Entries taken from a collection
====================
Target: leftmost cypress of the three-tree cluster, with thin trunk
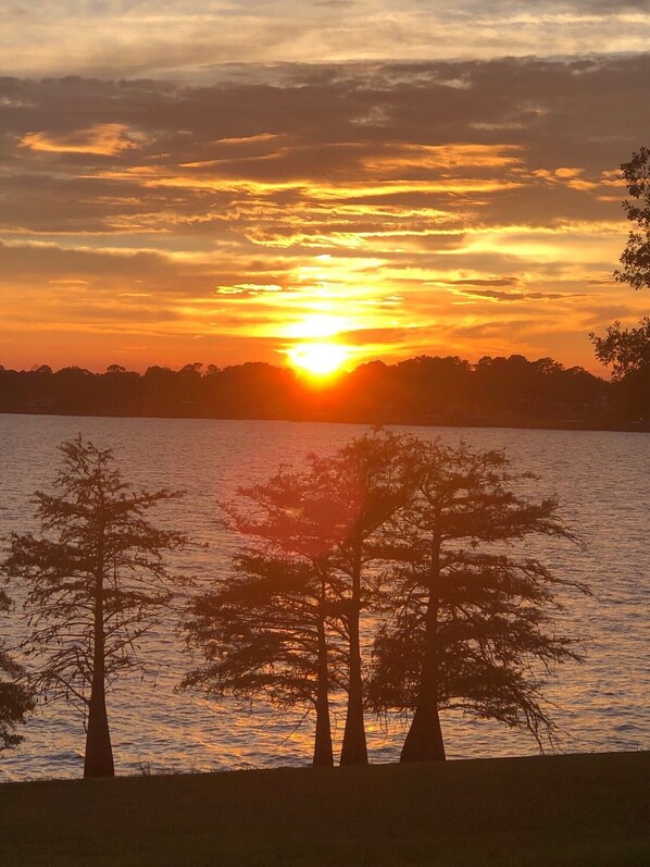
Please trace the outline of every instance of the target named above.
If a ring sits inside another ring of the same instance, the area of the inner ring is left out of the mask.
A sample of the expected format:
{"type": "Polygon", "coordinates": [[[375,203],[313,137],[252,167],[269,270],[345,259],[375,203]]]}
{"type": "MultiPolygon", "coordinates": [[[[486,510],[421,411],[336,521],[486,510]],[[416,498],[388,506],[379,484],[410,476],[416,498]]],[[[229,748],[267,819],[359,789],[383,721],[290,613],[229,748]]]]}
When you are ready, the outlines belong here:
{"type": "Polygon", "coordinates": [[[238,493],[240,500],[224,509],[248,546],[233,571],[191,604],[188,640],[205,662],[182,686],[315,709],[313,764],[332,765],[328,696],[340,652],[332,641],[338,516],[330,492],[309,472],[282,468],[238,493]]]}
====================
**Required work**
Could you write out, unchanged, the line with "If a ring sits" and every line after it in the data above?

**Reply to the exercise**
If a ring sits inside another ring of the same instance, the area of the inner ring is left out of the mask.
A sample of the expected format:
{"type": "Polygon", "coordinates": [[[375,203],[313,137],[252,167],[269,270],[345,259],[375,203]]]}
{"type": "MultiPolygon", "coordinates": [[[[486,510],[421,411],[336,521],[486,510]],[[416,498],[388,506],[379,484],[410,476],[416,498]]],[[[229,748],[267,819],[359,789],[383,721],[290,613],[229,748]]]]}
When you are ready, the outlines belong here:
{"type": "Polygon", "coordinates": [[[238,493],[240,500],[224,509],[248,546],[233,571],[191,604],[188,640],[205,662],[182,686],[315,709],[313,764],[332,765],[328,696],[340,652],[332,641],[338,516],[330,492],[309,472],[282,468],[238,493]]]}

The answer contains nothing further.